==== Stored records ====
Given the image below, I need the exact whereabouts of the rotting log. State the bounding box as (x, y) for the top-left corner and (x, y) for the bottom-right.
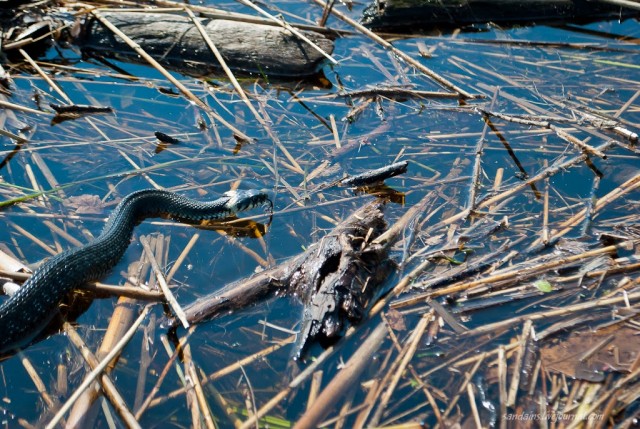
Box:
(178, 200), (394, 357)
(363, 0), (638, 30)
(79, 12), (333, 77)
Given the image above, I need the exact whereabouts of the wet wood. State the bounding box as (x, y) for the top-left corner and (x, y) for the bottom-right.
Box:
(363, 0), (638, 29)
(80, 12), (333, 77)
(174, 200), (393, 356)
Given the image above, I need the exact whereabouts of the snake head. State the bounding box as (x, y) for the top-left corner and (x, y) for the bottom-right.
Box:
(224, 189), (273, 213)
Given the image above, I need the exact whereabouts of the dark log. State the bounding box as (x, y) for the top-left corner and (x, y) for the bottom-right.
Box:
(178, 200), (394, 357)
(75, 12), (333, 77)
(363, 0), (638, 30)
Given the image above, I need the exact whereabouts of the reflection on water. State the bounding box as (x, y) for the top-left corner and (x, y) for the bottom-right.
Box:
(0, 1), (640, 427)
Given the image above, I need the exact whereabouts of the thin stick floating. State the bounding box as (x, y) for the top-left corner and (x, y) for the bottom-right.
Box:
(340, 161), (409, 186)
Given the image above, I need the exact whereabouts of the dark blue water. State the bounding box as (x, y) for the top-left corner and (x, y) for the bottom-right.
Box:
(0, 2), (640, 427)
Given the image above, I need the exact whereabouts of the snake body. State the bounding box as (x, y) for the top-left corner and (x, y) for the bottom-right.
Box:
(0, 189), (271, 353)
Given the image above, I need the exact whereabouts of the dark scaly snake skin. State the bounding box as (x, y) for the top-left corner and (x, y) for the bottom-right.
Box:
(0, 189), (271, 353)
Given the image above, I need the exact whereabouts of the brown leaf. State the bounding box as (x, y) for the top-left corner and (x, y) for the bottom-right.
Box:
(65, 194), (104, 214)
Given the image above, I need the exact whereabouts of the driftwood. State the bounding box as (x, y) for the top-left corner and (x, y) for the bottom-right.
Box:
(178, 200), (394, 357)
(363, 0), (638, 29)
(80, 12), (333, 77)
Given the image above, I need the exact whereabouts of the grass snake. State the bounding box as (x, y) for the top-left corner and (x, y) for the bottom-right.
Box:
(0, 189), (272, 353)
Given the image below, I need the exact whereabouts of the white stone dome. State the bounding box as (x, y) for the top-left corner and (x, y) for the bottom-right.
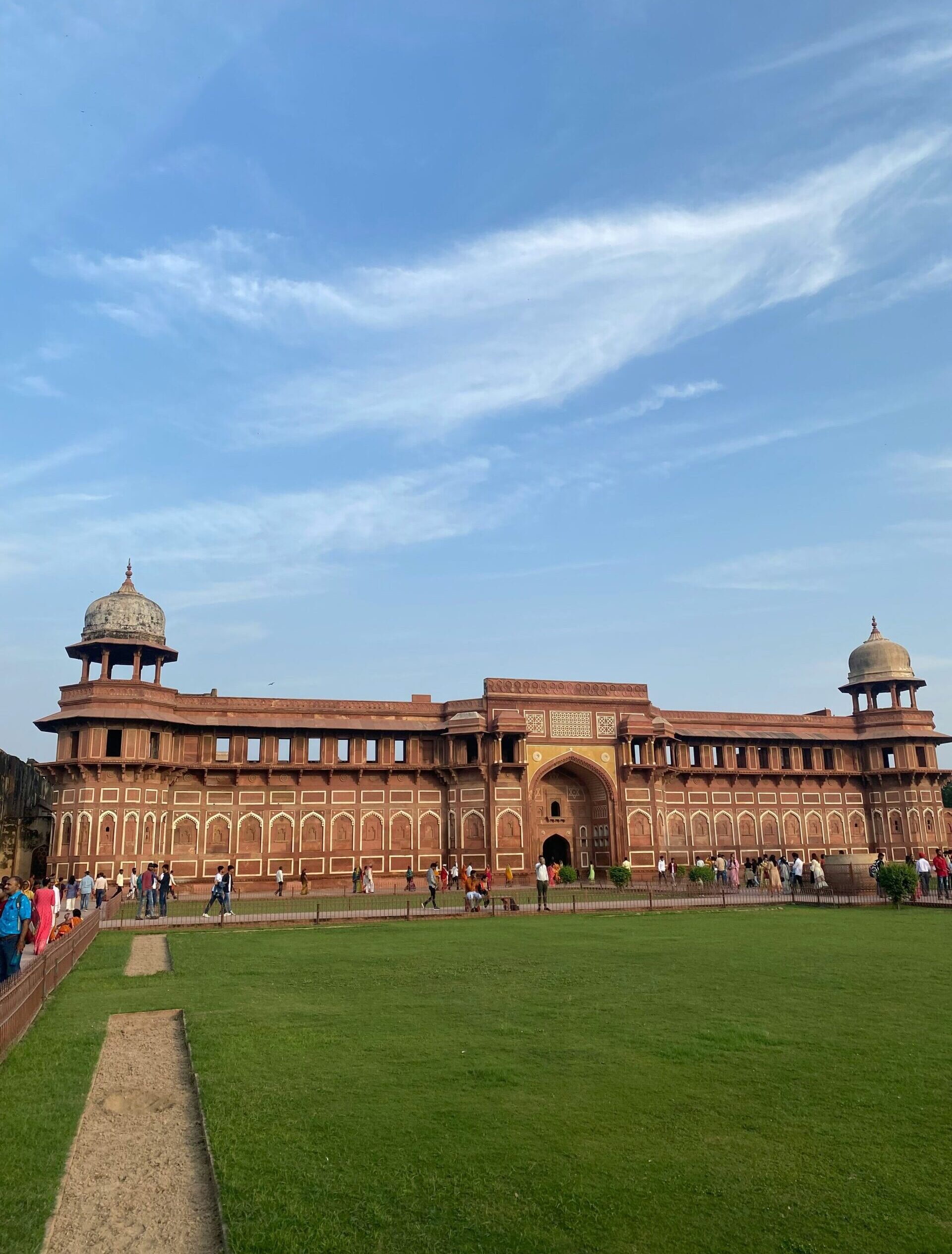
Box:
(847, 618), (916, 683)
(83, 563), (166, 645)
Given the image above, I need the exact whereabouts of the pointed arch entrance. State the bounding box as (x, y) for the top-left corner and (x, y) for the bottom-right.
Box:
(530, 754), (616, 872)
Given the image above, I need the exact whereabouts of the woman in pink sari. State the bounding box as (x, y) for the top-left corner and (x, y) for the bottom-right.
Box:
(33, 879), (57, 955)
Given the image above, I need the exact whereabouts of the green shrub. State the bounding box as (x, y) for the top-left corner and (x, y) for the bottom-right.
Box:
(879, 863), (918, 905)
(608, 867), (631, 888)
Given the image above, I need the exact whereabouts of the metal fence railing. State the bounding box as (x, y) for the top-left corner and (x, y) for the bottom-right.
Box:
(91, 880), (952, 931)
(0, 910), (103, 1061)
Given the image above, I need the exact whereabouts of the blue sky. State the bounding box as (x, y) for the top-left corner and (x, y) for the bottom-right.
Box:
(0, 0), (952, 756)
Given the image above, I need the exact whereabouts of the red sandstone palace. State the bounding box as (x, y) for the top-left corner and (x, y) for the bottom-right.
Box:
(36, 568), (952, 882)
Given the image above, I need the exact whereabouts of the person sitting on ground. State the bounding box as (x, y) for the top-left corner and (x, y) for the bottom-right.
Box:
(810, 854), (829, 892)
(50, 910), (83, 943)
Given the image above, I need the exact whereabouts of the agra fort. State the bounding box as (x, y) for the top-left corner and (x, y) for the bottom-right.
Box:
(38, 568), (952, 882)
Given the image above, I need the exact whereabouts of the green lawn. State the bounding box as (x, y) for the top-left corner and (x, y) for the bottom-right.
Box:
(0, 908), (952, 1254)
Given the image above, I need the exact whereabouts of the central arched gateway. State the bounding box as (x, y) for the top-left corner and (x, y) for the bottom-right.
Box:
(531, 756), (615, 870)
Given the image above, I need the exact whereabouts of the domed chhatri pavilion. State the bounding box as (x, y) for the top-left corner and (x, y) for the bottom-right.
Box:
(38, 566), (952, 882)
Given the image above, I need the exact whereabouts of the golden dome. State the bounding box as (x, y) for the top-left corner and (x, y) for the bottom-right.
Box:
(847, 618), (916, 683)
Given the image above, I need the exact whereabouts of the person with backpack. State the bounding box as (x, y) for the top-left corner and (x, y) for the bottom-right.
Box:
(159, 863), (176, 919)
(422, 863), (439, 910)
(202, 865), (225, 919)
(0, 875), (33, 984)
(932, 849), (950, 900)
(218, 863), (235, 914)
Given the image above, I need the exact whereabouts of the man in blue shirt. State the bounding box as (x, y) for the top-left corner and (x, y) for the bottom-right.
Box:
(79, 869), (93, 910)
(0, 875), (33, 984)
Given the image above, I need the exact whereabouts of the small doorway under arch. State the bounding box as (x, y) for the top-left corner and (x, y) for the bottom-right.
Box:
(542, 832), (572, 867)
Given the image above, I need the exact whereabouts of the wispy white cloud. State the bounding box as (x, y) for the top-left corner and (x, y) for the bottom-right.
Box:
(0, 0), (285, 248)
(734, 9), (936, 78)
(6, 375), (62, 400)
(641, 410), (882, 474)
(0, 436), (108, 488)
(577, 379), (724, 426)
(58, 135), (945, 440)
(672, 544), (871, 592)
(828, 257), (952, 317)
(0, 458), (501, 584)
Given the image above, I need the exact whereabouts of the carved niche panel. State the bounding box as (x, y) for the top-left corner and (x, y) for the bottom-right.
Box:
(206, 816), (231, 854)
(95, 818), (116, 858)
(390, 814), (413, 850)
(123, 814), (138, 858)
(301, 814), (324, 853)
(463, 814), (485, 849)
(268, 814), (294, 854)
(238, 814), (261, 855)
(420, 814), (440, 853)
(360, 814), (384, 853)
(331, 814), (354, 853)
(174, 819), (198, 858)
(497, 810), (522, 853)
(628, 814), (651, 849)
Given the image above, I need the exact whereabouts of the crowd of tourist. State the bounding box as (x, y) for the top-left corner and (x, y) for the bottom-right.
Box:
(0, 872), (86, 984)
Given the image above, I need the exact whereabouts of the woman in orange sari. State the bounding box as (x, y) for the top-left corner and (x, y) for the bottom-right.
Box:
(33, 879), (57, 955)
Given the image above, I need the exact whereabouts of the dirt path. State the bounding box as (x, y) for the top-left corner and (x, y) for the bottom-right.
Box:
(125, 937), (172, 976)
(44, 1008), (222, 1254)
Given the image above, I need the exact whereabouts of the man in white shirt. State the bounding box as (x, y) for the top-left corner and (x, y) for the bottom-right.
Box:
(790, 854), (803, 892)
(916, 854), (932, 896)
(536, 854), (548, 913)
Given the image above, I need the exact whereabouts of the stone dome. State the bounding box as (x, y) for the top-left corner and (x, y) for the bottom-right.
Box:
====
### What you have to do
Please reproduce, without any changes, everything in the material above from the line containing "the green lawn." down to the line containing "(531, 756), (615, 870)", with both of those lines included.

### Exercise answer
Given the image above, I need the exact whereabouts of the green lawn. State the bounding box as (x, y) for the top-left corner and (x, y) for the bottom-right.
Box:
(0, 908), (952, 1254)
Given the image above, I need the exact whereabouts of the central arched gateway. State the bounding box as (x, y) for the top-left corner and (x, y) for the bottom-right.
Box:
(531, 756), (615, 870)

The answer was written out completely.